## Extrait à lire
---*---

Dans Skinner’s Dress Suit (William A. Seiter, 1926), Denny joue un caissier sous-payé qui ment à sa femme Honey (Laura La Plante) et prétend avoir eu une augmentation. Honey lui achète tout de suite un costume de gala et dès qu’il le met, les problèmes commencent : les factures arrivent, il perd son travail, et avant qu’il ne puisse mettre Honey au courant, elle l’entraîne dans une soirée à l’hôtel où séjourne un de ses clients les plus importants. À la fin de la soirée et par l’entremise de leurs épouses, Skinner a conclu avec le client un contrat portant sur un demi-million de dollars et est réintégré comme partenaire dans la société qui vient de le congédier. Cherchez la femme !

---*---

## Actions à mener
A: Dans l'extrait sur Skinner’s Dress Suit, quel mensonge le caissier fait-il à sa femme Honey ?
B: Poursuivez l'extrait sur Skinner’s Dress Suit après « Cherchez la femme ! ».
Le matériel n'intervient en rien dans ce travail.

---*---

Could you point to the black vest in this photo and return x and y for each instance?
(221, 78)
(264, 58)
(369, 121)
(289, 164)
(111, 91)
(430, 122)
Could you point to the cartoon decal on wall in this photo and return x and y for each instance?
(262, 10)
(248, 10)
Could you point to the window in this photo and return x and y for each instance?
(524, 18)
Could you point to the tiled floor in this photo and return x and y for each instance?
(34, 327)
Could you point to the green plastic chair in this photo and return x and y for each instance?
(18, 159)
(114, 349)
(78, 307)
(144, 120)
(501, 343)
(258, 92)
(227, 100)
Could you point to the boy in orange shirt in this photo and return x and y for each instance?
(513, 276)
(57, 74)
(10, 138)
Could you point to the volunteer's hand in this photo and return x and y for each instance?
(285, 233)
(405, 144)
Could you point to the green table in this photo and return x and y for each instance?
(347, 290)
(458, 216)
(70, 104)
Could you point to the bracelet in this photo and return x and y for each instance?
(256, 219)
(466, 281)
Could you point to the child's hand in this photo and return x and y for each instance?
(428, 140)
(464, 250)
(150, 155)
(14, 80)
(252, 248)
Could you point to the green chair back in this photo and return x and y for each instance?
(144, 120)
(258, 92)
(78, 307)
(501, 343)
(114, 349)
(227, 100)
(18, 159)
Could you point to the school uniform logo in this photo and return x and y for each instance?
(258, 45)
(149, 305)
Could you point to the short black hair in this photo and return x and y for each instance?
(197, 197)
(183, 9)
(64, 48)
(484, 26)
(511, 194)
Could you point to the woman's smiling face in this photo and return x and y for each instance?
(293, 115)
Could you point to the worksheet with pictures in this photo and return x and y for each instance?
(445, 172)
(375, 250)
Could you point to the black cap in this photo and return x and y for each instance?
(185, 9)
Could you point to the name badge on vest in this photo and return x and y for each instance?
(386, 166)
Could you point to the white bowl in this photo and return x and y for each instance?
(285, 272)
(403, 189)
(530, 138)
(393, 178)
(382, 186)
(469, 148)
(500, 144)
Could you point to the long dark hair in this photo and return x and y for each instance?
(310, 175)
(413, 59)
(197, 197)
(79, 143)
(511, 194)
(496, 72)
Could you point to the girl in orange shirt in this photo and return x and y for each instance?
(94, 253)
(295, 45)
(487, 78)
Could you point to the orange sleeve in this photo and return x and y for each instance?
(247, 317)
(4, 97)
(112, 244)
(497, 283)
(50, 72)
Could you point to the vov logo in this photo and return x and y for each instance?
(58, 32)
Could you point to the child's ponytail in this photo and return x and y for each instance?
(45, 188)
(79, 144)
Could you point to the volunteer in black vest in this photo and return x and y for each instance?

---*---

## Réponses
A: Il prétend avoir eu une augmentation.

B:
Détail qui fait sourire : lorsqu’on découvrit à l’aube du parlant que Denny avait un accent very british, sa carrière de comique populaire prit fin et il dut s’orienter vers les seconds rôles, honorant de son élégance et de son ironie mordante les films les plus divers jusque dans les années 60. En parallèle, fanatique d’aviation (il pilotait un biplan pendant la Grande Guerre), il développa notamment les premiers drones, des appareils radiocommandés, à l’usage des enfants, des studios cinématographiques et, pendant la Seconde guerre mondiale, servant de cibles volantes pour les apprentis artilleurs. Une assembleuse de drones de sa compagnie Reg’s Radioplane, Norma Jeane Dougherty-Baker, devint plus tard le sex symbol du siècle sous le nom de Marilyn Monroe.

Max Linder dans « Le petit café »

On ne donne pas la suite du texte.